▸ Text section
--

Image processing techniques can be employed to extract the unique iris pattern from a digitized image of the eye, and encode it into a biometric template, which can be stored in a database. This biometric template contains an objective mathematical representation of the unique information stored in the iris and allows comparisons to be made between templates. When a subject wishes to be identified by the iris recognition system, their eye is first photographed, and then a template is created for their iris region. This template is then compared with the other templates stored in a database until either a matching template is found and the subject is identified, or no match is found and the subject remains unidentified.
- Highly Protected: Internal organ of the eye. Externally visible; patterns imaged from a distance
- Measurable Features of iris pattern: Iris patterns possess a high degree of randomness
- Variability: 244 degrees-of-freedom
- Entropy: 3.2 bits per square-millimeter
- Uniqueness: Set by combinatorial complexity
- Stable: Patterns apparently stable throughout life
- Quick and accurate: Encoding and decision-making are tractable Image analysis and encoding time: 1 second
IRIS RECOGNITION SYSTEM WEAKNESS:
- Some difficulty in usage as individuals doesn’t know exactly where they should position themselves.

--

▸ Data items
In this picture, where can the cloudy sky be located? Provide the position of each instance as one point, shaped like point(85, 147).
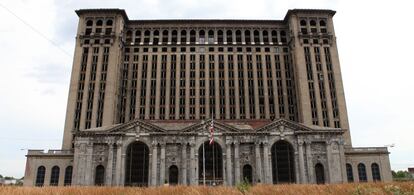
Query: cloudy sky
point(37, 40)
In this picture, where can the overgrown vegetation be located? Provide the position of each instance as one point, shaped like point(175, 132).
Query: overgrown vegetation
point(395, 188)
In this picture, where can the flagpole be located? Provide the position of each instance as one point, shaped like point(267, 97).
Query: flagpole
point(204, 165)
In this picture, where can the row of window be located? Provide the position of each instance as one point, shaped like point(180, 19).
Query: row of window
point(205, 37)
point(54, 176)
point(362, 173)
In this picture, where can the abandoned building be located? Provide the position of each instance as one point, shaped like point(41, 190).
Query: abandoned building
point(143, 95)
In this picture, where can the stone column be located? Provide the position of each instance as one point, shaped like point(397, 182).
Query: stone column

--

Write a continuation of the text on iris recognition, starting right after its last line. The listing has no connection to the text on iris recognition.

▸ Answer to this exercise
- And if the person to be identified is not cooperating by holding the head still and looking into the camera.
IRIS SYSTEM IMPLEMENTATION
IMAGE ACQUISITION:
Image acquisition is considered the most critical step in the project since all subsequent stages depend highly on the image quality. To accomplish this, we use a CCD camera. We set the resolution to 640x480, the type of the image to jpeg, and the mode to white and black for greater details. The camera is situated normally between half a meter to one meter from the subject. (3 to 10 inches)
The CCD-cameras job is to take the image from the optical system and convert it into electronic data. Find the iris image by a monochrome CCD (Charged Couple Device) camera transfer the value of the different pixels out of the CCD chip. Read out the voltages from the CCD chip. Thereafter the signals of each data are amplified and sent to an ADC (Analog to Digital Converter).
Figs 2.1 BLOCK DIAGRAM OF IMAGE ACQUISITION USING CCD CAMERA
IMAGE MANIPULATION:
In the preprocessing stage, we transformed the images from RGB to gray level and from eight-bit to double-precision thus facilitating the manipulation of the images in subsequent steps.
IRIS LOCALIZATION:
Before performing iris pattern matching, the boundaries of the iris should be located. In other words, we are supposed to detect the part of the image that extends from inside the limbus (the border between the sclera and the iris) to the outside of the pupil. We start by determining the outer edge by first downsampling the images by a factor of 4 then use the canny operator with the default threshold value given by Matlab, to obtain the gradient image.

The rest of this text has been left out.